**WHAT YOU NEED TO DO:** Your answer should be every line from the records that contains "building".
- - - - - - -
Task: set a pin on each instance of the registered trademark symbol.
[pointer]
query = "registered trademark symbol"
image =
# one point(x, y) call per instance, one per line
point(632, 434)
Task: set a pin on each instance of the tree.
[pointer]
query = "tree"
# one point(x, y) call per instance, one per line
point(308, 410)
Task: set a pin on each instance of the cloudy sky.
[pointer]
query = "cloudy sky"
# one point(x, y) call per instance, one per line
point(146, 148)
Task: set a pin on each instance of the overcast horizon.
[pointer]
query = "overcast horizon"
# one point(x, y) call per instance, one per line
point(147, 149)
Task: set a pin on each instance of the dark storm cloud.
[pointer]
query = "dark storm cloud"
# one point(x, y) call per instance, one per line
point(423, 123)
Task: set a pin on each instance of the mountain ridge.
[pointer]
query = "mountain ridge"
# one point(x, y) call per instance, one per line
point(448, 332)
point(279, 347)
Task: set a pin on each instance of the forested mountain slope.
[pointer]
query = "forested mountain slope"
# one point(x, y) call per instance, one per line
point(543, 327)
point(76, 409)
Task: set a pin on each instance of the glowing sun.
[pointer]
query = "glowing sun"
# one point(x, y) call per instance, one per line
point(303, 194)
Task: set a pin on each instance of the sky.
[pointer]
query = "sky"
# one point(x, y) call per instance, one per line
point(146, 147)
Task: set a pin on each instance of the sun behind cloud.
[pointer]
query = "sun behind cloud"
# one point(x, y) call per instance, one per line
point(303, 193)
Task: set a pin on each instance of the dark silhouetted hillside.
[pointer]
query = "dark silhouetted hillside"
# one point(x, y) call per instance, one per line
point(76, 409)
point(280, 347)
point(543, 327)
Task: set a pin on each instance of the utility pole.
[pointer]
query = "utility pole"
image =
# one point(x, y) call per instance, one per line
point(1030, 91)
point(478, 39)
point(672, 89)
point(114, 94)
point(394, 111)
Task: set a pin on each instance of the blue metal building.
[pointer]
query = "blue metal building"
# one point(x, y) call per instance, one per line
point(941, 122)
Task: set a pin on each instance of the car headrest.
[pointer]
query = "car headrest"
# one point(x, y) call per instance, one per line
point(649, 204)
- - - - - - -
**PROBLEM SOLUTION:**
Task: set a pin on each instance of the blue metal building.
query = "blue metal building"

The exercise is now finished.